» Boundary labeling data
□ □ □ □ □ □ □

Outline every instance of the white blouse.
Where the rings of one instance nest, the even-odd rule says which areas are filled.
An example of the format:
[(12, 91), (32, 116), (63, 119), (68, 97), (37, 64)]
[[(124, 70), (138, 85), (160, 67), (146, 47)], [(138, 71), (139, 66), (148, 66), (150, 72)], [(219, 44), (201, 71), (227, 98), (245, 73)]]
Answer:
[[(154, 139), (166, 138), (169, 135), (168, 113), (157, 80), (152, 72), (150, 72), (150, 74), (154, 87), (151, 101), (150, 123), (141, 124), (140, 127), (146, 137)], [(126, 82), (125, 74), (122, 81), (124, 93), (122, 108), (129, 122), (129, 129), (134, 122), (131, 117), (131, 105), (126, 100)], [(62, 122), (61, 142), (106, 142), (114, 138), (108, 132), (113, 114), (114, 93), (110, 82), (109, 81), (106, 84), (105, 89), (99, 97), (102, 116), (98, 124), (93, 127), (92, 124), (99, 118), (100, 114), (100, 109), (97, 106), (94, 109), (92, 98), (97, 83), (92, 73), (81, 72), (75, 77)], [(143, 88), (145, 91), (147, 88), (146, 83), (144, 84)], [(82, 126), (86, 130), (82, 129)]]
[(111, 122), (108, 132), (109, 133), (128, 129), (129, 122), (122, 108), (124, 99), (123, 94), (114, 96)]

□ □ □ □ □ □ □

» What this task involves
Reproduce the data above, switching "white blouse" to "denim jacket" and leaving everything else unchanged.

» Correct response
Outline every instance of the denim jacket.
Where the rings of one instance nest, the even-odd rule says which areas are filled.
An example of the format:
[(12, 91), (32, 116), (63, 119), (68, 97), (37, 64)]
[[(124, 70), (138, 85), (160, 67), (146, 47)], [(138, 71), (139, 66), (148, 66), (150, 72)], [(219, 44), (201, 71), (227, 98), (245, 73)]]
Answer:
[[(154, 139), (166, 138), (169, 135), (168, 113), (157, 80), (152, 72), (150, 72), (150, 74), (154, 87), (151, 101), (150, 123), (141, 124), (140, 127), (146, 137)], [(126, 82), (125, 74), (122, 81), (124, 93), (122, 108), (129, 122), (129, 129), (134, 122), (131, 117), (131, 105), (126, 100)], [(62, 122), (61, 142), (106, 142), (114, 138), (108, 132), (113, 114), (114, 93), (110, 82), (109, 81), (106, 84), (105, 89), (99, 97), (102, 116), (98, 124), (93, 127), (92, 124), (99, 118), (100, 114), (100, 109), (97, 106), (94, 109), (92, 98), (97, 83), (92, 73), (81, 72), (75, 77)], [(143, 88), (145, 91), (147, 88), (146, 83), (144, 84)], [(82, 126), (86, 130), (82, 129)]]
[(111, 122), (108, 132), (109, 133), (128, 129), (129, 122), (122, 108), (124, 99), (123, 94), (114, 96)]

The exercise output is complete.